## Dataset excerpts

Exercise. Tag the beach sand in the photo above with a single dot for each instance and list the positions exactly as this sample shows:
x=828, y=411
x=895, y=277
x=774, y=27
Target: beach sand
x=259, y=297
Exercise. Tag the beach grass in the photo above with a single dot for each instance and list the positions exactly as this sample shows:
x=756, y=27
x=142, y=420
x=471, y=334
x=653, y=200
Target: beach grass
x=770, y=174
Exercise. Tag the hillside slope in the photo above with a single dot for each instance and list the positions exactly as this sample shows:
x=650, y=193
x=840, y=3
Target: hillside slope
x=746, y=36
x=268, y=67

## Exercise instructions
Copy out all of the records above line by line, reproducing every character without change.

## Response for this exercise
Exercise. Tag the beach sand in the photo above with a single dot for each instance and list the positions exactly as this sample shows:
x=828, y=411
x=895, y=277
x=774, y=27
Target: beach sand
x=259, y=297
Exercise. Tag the beach grass in the photo above with a single dot for each instance and list the positions exactly as this sample shows:
x=756, y=27
x=142, y=420
x=471, y=334
x=653, y=200
Target: beach grass
x=770, y=174
Exercise. Tag the hillside slope in the photo above with a single dot for each instance and list the positions exactly as this sample shows:
x=650, y=193
x=840, y=3
Target: hillside slope
x=746, y=36
x=268, y=67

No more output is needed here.